-- Records for processing start --

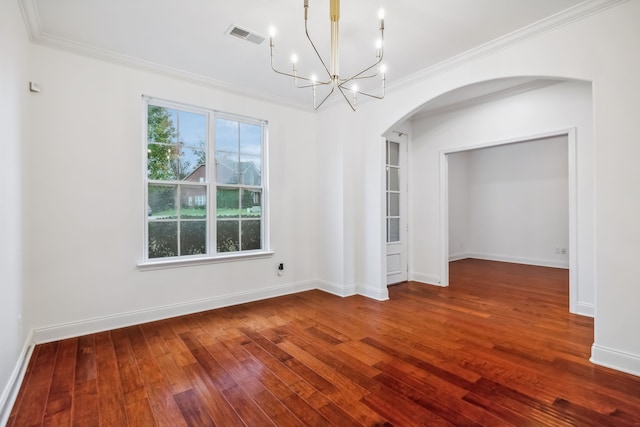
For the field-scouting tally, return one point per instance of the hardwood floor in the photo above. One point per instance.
(498, 347)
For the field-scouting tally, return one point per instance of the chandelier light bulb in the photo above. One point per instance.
(333, 81)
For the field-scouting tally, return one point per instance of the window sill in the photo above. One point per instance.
(188, 262)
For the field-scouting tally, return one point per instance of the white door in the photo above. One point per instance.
(396, 211)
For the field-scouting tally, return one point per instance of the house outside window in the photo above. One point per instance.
(205, 183)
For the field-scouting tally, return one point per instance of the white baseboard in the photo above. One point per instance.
(614, 359)
(426, 278)
(586, 309)
(336, 289)
(10, 392)
(105, 323)
(458, 256)
(513, 259)
(373, 293)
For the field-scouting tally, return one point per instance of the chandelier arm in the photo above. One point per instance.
(359, 75)
(306, 31)
(328, 82)
(373, 96)
(346, 98)
(295, 76)
(324, 99)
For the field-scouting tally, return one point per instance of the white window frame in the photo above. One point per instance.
(212, 256)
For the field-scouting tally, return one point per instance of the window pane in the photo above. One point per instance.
(251, 235)
(193, 237)
(394, 204)
(393, 225)
(161, 161)
(251, 204)
(394, 180)
(161, 124)
(251, 139)
(228, 203)
(192, 164)
(228, 236)
(226, 168)
(163, 239)
(250, 173)
(394, 154)
(192, 128)
(193, 201)
(162, 201)
(227, 135)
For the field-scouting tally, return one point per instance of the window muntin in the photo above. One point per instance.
(187, 185)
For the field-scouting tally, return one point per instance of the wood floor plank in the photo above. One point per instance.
(497, 347)
(59, 401)
(35, 392)
(111, 408)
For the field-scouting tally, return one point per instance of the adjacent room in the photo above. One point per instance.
(205, 204)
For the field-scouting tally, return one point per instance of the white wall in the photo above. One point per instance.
(511, 203)
(554, 108)
(601, 48)
(459, 212)
(13, 91)
(84, 201)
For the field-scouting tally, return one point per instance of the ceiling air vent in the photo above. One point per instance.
(243, 34)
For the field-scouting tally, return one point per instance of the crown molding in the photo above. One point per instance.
(560, 19)
(38, 36)
(535, 84)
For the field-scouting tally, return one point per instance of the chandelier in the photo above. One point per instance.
(346, 86)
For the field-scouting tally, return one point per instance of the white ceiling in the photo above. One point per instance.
(188, 36)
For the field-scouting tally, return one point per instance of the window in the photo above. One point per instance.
(204, 183)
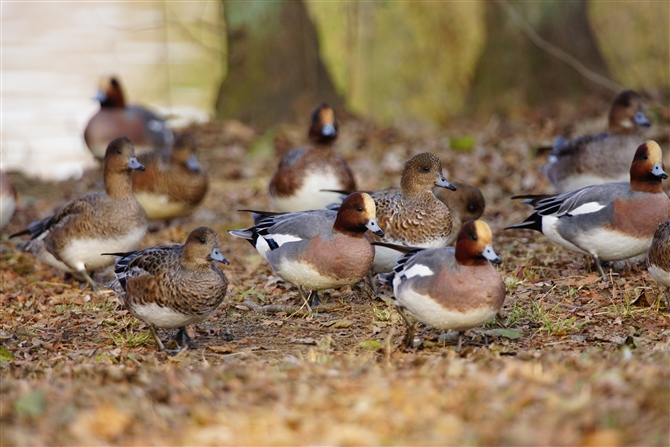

-- Records for processing end --

Stated problem: Duplicate the entries word for word, starting at the line that contains "of the crown" and ending at the final line of the entries, both included. Leave the pictures out of your copy.

Task answer:
For the field-scouting tally, return one point per instance of the crown molding in the photo above. One point per instance.
(560, 19)
(38, 36)
(535, 84)
For the field-scouting tally, return one point per instance of the chandelier in the photo above. One point per instance.
(346, 86)
For the field-scouting tally, return one point per instance of the white ceiling in the photo above. One point per instance.
(188, 36)
For the field-scouting tally, return one point per instance of the window in the photo above. One point per instance.
(204, 183)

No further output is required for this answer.